::: EXERCISE INPUTS :::

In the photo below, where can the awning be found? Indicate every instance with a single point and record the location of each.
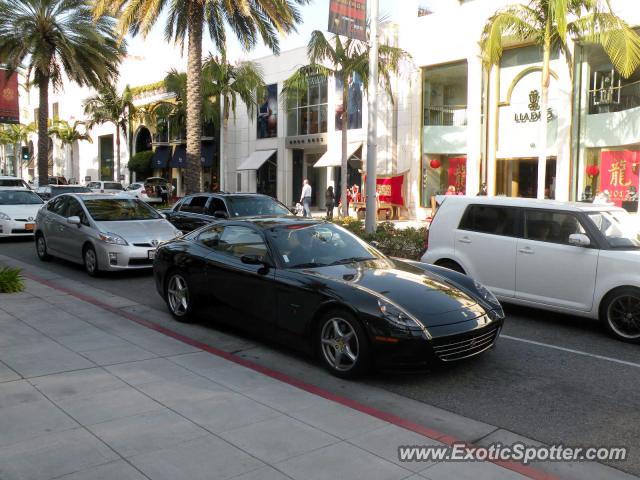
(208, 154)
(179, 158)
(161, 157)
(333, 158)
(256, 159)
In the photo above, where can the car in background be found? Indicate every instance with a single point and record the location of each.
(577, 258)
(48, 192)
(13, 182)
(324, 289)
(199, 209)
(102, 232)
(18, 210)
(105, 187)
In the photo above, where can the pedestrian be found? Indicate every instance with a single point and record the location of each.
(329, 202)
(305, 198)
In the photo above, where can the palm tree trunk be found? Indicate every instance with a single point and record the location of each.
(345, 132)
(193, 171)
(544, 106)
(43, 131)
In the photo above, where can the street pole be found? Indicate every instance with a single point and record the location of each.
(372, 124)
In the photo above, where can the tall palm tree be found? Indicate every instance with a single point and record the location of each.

:::

• **PROBLEM DETAILS**
Copy the records above exactly, leaving out every picture.

• **TASK RESPONSE**
In the photo below, where can the awning be found? Indicate every instance with a single point and record the location of each.
(208, 154)
(179, 158)
(161, 157)
(333, 158)
(256, 159)
In the photo above, where can the car in background be found? Indicate every instance with a single point and record the location of each.
(577, 258)
(48, 192)
(13, 182)
(324, 289)
(199, 209)
(102, 232)
(18, 210)
(105, 187)
In the photo above, where can the pedestrian be found? Indicate every instance with a single point and record the location of each.
(329, 202)
(305, 198)
In the photo above, where can the palm tree trunk be found? Indicate every instance with a single point and record the location of each.
(345, 132)
(193, 171)
(544, 106)
(43, 131)
In the photo above, where can the street pole be found? Indicate every instance with a single point and record the location of each.
(372, 124)
In the photo above, where can the tall palm tree be found? Indicate every instance with a single point and record the location of each.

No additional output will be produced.